● Selected extract:
----------

Can somebody let me know what we need to know about the structures of proteins;
Primary Proteins, Secondary Proteins, Tertiary Proteins & Quaternary proteins
Do they have functions that we need to know?
& Can someone let me know what are the shapes of each required to know?
Thank you.
Protein Structure
Polypeptides are just a string of amino acids, but they fold up to form the complex and well-defined three-dimensional structure of working proteins. To help to understand protein structure, it is broken down into four levels:
1. Primary StructureThis is just the sequence of amino acids in the polypeptide chain, so is not really a structure at all. However, the primary structure does determine the rest of the protein structure. Finding the primary structure of a protein is called protein sequencing, and the first protein to be sequenced was the protein hormone insulin, by the Cambridge biochemist Fredrick Sanger, for which work he got the Nobel prize in 1958.
2. Secondary StructureThis is the most basic level of protein folding, and consists of a few basic motifs that are found in all proteins. The secondary structure is held together by hydrogen bonds between the carboxyl groups and the amino groups in the polypeptide backbone. The two most common secondary structure motifs are the a-helix and the b-sheet.

----------

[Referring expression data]

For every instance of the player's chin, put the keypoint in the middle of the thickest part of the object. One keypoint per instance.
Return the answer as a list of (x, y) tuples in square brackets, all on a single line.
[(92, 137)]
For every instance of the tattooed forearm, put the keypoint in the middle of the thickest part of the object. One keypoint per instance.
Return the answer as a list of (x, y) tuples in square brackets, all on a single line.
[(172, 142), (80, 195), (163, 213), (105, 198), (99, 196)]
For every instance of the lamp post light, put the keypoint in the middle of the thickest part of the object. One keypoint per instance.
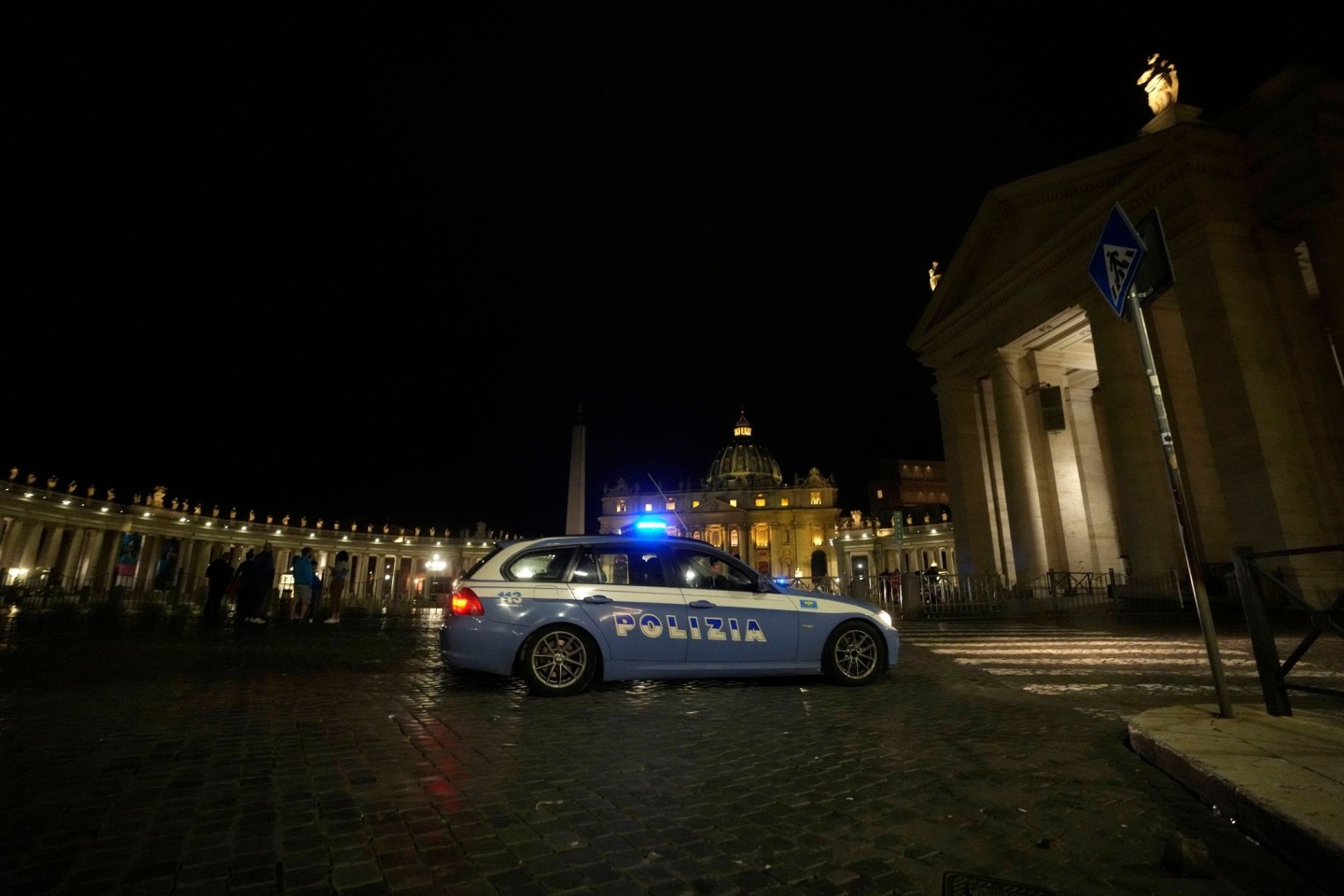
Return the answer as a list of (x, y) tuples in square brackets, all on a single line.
[(434, 566)]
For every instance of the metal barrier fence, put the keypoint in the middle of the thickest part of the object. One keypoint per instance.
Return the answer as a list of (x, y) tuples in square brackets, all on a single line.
[(1253, 575), (98, 599)]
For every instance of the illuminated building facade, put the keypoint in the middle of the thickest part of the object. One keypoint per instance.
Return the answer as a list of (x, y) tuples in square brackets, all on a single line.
[(1056, 453)]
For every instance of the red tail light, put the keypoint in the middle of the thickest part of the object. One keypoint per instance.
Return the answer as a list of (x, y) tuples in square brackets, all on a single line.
[(465, 603)]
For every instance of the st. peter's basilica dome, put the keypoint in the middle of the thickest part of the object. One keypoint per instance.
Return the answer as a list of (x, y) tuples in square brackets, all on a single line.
[(744, 464)]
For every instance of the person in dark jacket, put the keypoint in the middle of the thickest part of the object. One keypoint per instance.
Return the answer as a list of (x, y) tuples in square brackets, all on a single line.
[(218, 575), (262, 574), (246, 580)]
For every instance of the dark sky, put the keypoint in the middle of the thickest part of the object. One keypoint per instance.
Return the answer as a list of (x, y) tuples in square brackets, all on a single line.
[(369, 269)]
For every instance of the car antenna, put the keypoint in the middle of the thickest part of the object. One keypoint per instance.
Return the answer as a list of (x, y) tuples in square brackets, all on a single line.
[(680, 522)]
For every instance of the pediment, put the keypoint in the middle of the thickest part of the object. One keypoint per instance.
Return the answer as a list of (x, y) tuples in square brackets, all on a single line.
[(1041, 226)]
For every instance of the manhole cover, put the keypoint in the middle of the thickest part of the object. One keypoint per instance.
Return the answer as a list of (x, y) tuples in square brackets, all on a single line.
[(959, 884)]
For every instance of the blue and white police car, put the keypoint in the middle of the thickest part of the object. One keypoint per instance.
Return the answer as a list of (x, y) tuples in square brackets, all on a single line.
[(564, 611)]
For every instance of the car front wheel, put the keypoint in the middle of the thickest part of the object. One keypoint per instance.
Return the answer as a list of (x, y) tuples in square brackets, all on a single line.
[(854, 654), (558, 661)]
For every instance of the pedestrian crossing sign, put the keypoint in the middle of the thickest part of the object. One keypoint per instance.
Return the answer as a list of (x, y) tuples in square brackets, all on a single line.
[(1115, 259)]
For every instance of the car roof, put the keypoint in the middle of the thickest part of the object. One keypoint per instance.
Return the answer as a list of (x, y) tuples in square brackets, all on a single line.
[(568, 540)]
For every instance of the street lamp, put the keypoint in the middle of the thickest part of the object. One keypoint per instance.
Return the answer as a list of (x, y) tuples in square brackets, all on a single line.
[(434, 566)]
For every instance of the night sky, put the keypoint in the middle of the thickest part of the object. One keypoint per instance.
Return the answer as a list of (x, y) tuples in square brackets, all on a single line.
[(370, 269)]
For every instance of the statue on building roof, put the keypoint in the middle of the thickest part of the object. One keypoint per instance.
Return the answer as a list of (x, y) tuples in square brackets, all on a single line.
[(1159, 81)]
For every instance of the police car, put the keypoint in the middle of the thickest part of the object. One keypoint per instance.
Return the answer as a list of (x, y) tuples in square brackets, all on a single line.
[(564, 611)]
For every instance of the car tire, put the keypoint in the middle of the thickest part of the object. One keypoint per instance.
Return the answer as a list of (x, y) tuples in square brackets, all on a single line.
[(854, 654), (558, 661)]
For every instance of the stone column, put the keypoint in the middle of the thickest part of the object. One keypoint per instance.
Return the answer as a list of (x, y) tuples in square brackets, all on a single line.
[(972, 471), (1140, 493), (1029, 538)]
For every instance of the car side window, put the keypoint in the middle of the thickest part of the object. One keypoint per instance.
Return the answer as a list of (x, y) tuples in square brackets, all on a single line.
[(648, 571), (700, 569), (613, 566), (588, 571), (542, 566)]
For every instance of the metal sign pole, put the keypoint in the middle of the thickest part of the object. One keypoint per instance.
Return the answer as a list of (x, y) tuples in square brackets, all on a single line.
[(1194, 562)]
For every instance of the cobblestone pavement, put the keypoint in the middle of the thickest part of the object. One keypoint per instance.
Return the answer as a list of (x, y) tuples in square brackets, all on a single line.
[(177, 758)]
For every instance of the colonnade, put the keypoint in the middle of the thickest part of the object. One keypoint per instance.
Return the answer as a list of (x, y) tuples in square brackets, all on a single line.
[(61, 544)]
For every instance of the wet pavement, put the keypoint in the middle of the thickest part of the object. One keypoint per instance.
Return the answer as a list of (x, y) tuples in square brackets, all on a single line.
[(177, 758)]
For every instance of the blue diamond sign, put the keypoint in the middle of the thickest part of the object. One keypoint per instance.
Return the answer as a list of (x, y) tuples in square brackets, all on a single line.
[(1115, 259)]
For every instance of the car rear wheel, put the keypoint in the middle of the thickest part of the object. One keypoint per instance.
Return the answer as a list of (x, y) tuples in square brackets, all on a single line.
[(854, 654), (558, 661)]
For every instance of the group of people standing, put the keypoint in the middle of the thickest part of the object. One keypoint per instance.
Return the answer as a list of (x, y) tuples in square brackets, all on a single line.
[(252, 581)]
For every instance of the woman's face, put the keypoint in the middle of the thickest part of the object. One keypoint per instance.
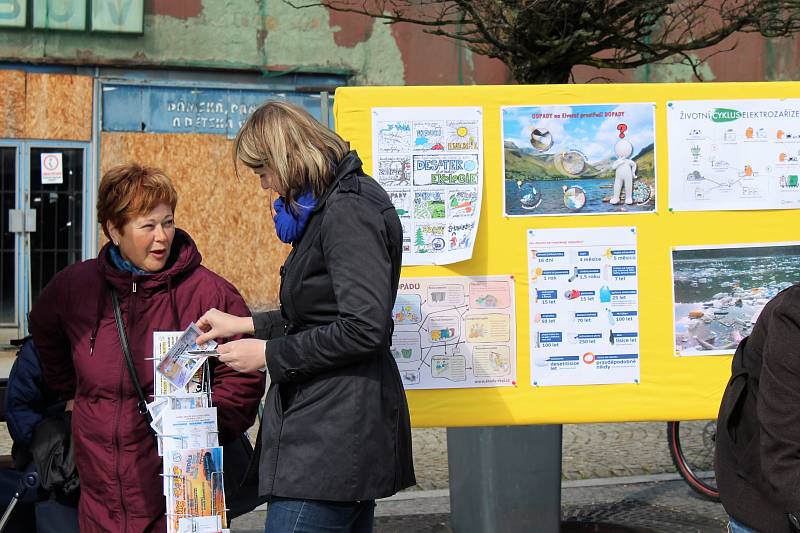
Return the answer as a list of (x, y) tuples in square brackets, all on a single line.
[(269, 179), (146, 240)]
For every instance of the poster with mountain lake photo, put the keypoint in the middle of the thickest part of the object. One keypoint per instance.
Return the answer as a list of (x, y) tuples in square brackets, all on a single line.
[(579, 159)]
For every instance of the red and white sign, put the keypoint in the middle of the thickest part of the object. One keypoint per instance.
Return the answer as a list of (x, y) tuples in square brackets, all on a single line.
[(52, 169)]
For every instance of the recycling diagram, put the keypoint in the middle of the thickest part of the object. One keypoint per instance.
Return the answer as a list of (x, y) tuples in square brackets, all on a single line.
[(734, 154), (584, 306), (455, 332)]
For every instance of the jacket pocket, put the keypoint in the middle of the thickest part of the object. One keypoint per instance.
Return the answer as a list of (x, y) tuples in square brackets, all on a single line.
[(732, 406)]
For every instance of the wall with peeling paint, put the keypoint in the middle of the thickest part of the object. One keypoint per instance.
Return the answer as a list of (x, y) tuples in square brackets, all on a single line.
[(266, 35)]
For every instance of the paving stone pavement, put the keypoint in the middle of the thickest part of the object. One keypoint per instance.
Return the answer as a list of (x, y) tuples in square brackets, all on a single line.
[(597, 460), (628, 449)]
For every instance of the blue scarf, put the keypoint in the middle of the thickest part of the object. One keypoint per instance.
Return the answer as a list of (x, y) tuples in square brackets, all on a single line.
[(123, 264), (290, 223)]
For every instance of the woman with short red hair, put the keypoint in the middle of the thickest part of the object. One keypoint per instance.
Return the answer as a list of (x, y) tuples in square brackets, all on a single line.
[(155, 269)]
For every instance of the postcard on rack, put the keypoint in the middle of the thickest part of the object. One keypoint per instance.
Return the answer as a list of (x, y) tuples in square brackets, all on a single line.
[(189, 429), (200, 524), (195, 485), (178, 366)]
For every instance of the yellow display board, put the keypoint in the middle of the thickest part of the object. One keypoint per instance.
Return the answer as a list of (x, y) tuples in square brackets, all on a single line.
[(670, 387)]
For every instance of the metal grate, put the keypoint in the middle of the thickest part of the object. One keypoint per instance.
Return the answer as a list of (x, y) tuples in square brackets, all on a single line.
[(57, 241), (8, 178)]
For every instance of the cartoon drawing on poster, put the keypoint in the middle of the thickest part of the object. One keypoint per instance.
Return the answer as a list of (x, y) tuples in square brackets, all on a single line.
[(462, 135), (461, 202), (394, 136), (459, 235), (455, 332), (584, 306), (429, 204), (579, 160), (429, 238), (403, 201), (446, 170), (394, 171), (428, 136), (719, 291), (734, 154), (429, 161)]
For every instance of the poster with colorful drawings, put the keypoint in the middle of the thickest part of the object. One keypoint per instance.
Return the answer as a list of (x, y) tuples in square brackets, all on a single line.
[(430, 161), (734, 154), (579, 159), (455, 332), (584, 306)]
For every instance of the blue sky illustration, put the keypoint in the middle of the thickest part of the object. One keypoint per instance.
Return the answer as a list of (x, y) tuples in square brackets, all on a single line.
[(594, 137)]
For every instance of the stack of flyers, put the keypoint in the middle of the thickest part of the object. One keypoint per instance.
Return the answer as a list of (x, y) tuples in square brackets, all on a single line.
[(195, 487), (189, 428), (200, 524), (178, 366)]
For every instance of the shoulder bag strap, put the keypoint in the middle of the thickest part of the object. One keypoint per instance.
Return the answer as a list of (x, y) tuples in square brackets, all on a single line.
[(123, 340)]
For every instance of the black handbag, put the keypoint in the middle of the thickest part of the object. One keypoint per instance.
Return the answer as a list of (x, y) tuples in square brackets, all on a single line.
[(239, 460)]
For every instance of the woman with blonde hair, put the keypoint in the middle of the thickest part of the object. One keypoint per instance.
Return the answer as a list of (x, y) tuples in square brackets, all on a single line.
[(154, 270), (335, 434)]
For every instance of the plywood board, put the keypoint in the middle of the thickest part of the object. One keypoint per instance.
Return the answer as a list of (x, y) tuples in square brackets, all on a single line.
[(12, 103), (58, 107)]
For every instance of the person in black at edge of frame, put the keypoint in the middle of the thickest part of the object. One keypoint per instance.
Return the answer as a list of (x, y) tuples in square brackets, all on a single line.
[(757, 457), (39, 424)]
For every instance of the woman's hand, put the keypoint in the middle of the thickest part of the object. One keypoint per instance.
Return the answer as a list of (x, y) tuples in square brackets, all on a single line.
[(244, 355), (218, 325)]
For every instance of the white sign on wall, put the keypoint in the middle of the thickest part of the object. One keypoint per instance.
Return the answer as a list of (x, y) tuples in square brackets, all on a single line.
[(52, 169)]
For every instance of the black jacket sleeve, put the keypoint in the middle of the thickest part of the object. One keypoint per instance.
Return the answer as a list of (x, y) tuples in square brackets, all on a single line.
[(354, 243), (779, 404), (268, 325)]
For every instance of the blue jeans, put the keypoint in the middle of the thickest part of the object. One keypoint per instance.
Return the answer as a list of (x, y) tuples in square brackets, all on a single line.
[(311, 516), (738, 527)]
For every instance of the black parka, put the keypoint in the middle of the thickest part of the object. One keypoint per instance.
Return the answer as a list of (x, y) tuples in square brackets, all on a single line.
[(757, 458), (336, 424)]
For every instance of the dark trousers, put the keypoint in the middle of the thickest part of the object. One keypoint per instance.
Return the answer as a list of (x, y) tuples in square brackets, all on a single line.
[(315, 516)]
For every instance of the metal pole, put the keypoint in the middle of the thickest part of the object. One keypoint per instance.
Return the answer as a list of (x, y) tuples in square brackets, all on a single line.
[(27, 482), (505, 479)]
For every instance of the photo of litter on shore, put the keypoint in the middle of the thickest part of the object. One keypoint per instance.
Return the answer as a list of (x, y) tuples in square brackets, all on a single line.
[(718, 292)]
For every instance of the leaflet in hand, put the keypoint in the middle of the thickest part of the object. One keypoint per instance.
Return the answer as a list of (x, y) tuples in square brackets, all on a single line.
[(178, 366)]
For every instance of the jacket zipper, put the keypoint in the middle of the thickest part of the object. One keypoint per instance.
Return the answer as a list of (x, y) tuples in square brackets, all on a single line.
[(117, 446)]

----------

● Problems to solve:
• 1. In the protein structure text, what holds the secondary structure together?
• 2. Carry on the protein structure text, starting right after its final sentence.

● Exercise responses:
• 1. Hydrogen bonds between the carboxyl groups and the amino groups in the polypeptide backbone hold it together.

• 2.
The a-helix. The polypeptide chain is wound round to form a helix. It is held together by hydrogen bonds running parallel with the long helical axis. There are so many hydrogen bonds that this is a very stable and strong structure. Do not confuse the a-helix of proteins with the famous double helix of DNA. Helices are common structures throughout biology.
The b-sheet. The polypeptide chain zig-zags back and forward forming a sheet of antiparallel strands. Once again it is held together by hydrogen bonds.
The a-helix and the b-sheet were discovered by Linus Pauling, for which work he got the Nobel prize in 1954. There are a number of other secondary structure motifs such as the b-bend, the triple helix (only found in collagen), and the random coil.
3. Tertiary StructureThis is the compact globular structure formed by the folding up of a whole polypeptide chain. Every protein has a unique tertiary structure, which is responsible for its properties and function. For example the shape of the active site in an enzyme is due to its tertiary structure. The tertiary structure is held together by bonds between the R groups of the amino acids in the protein, and so depends on what the sequence of amino acids is. There are three kinds of bonds involved:
1. hydrogen bonds, which are weak.
2. ionic bonds between R-groups with positive or negative charges, which are quite strong.
3. sulphur bridges - covalent S-S bonds between two cysteine amino acids, which are strong.
So the secondary structure is due to backbone interactions and is thus largely independent of primary sequence, while tertiary structure is due to side chain interactions and thus depends on the amino acid sequence.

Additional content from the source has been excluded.